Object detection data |
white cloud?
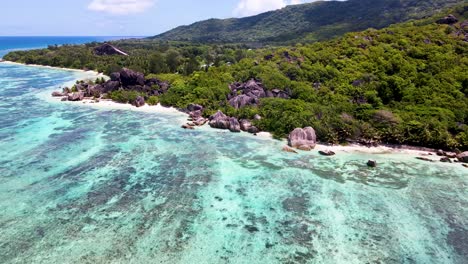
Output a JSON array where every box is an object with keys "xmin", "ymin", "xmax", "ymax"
[{"xmin": 88, "ymin": 0, "xmax": 155, "ymax": 15}]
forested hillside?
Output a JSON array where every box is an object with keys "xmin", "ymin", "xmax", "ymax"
[
  {"xmin": 5, "ymin": 4, "xmax": 468, "ymax": 149},
  {"xmin": 153, "ymin": 0, "xmax": 466, "ymax": 44}
]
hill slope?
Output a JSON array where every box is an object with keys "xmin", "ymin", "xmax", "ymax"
[{"xmin": 152, "ymin": 0, "xmax": 466, "ymax": 43}]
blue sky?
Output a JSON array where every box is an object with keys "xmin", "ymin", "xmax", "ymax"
[{"xmin": 0, "ymin": 0, "xmax": 322, "ymax": 36}]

YOUR GOAL | Give every line of the listing, from the line containing "hill slope?" through the final line, as a JSON list of strings with one string per line and blank lines left out.

TASK SOLUTION |
[
  "hill slope?",
  "Output a JSON array where every box is an object with keys \"xmin\", \"ymin\", \"xmax\", \"ymax\"",
  "[{\"xmin\": 152, \"ymin\": 0, \"xmax\": 466, \"ymax\": 43}]",
  "blue sky?",
  "Output a JSON array where every box is an object with keys \"xmin\", \"ymin\", \"xmax\", \"ymax\"",
  "[{\"xmin\": 0, \"ymin\": 0, \"xmax\": 322, \"ymax\": 36}]"
]